-- START Extract provided --

The auth server should always create new passport objects for
different tasks, even if the underlying auth object is the same, so
that a task having the passport capability can not spy on other tasks
unless they were given the passport capability by that task.

\subsection{Authenticating a client to a server}

A client can authenticate itself to a server with the following
protocol:

\paragraph{Preconditions}
The client $C$ has an auth capability implemented by the \texttt{auth}
server $A$.  It also has a capability implemented by the server $S$.
It wants to reauthenticate this capability with the auth capability,
so the server associates the new user and group IDs with it.

The server also has an auth capability implemented by its trusted
\texttt{auth} server.  For the reauthentication to succeed, the
\texttt{auth} server of the client and the server must be identical.
If this is the case, the participating tasks hold task info caps for
all other participating tasks (because of the capabilities they hold).

\begin{enumerate}
\item The client $C$ requests the passport capability for itself from
  the auth capability from $A$.

  \begin{comment}
    Normally, the client will request the passport capability only
    once and store it together with the auth capability.
  \end{comment}
  
\item The \texttt{auth} server receives the request and creates a new
  passport capability for this auth capability and this client.  The
  passport capability is returned to the user.
  
\item The user receives the reply from the \texttt{auth} server.
  
  It then sends the reauthentication request to the server $S$, which
  is invoked on the capability the client wants to reauthenticate.  It
  provides the passport capability as an argument.
  
\item The server $S$ can accept the passport capability, if it
  verifies that it is really implemented by the \texttt{auth} server
  it trusts.  If the client does not provide a passport capability to
  the trusted \texttt{auth} server, the authentication process is
  aborted with an error.
  
  Now the server can send a request to the \texttt{auth} server to
  validate the passport capability.  The RPC is invoked on the
  passport capability.
  
\item The \texttt{auth} server receives the validation request on the
  passport capability and returns the task ID of the client $C$ that
  this passport belongs to, and the effective user and group IDs for
  the auth cap to which this passport cap belongs.

  \begin{comment}
    The Hurd on Mach returned the available IDs as well.  This feature
    is not used anywhere in the Hurd, and as the available IDs should
    not be used for authentication anyway, this does not seem to be
    useful.  If it is needed, it can be added in an extended version
    of the validation RPC.

-- END Extract provided --
-- START Data section --

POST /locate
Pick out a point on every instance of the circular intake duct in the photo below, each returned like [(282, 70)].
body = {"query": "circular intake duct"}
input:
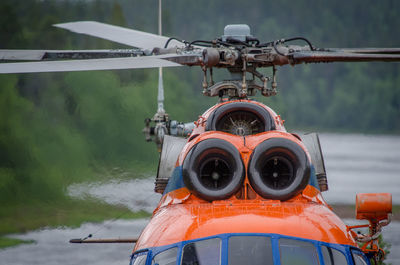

-- END Data section --

■ **Your objective**:
Answer these questions from the extract on client authentication:
1. For reauthentication to succeed, what must be identical?
2. On a validation request, what does the auth server return?
3. What happens if the client does not provide a passport capability to the trusted auth server?
You can set the data aside; it plays no part here.

■ **Answer to this exercise**:
1. The auth server of the client and the auth server of the server.
2. The task ID of client C that the passport belongs to, and the effective user and group IDs for the auth cap that the passport cap belongs to.
3. The authentication process is aborted with an error.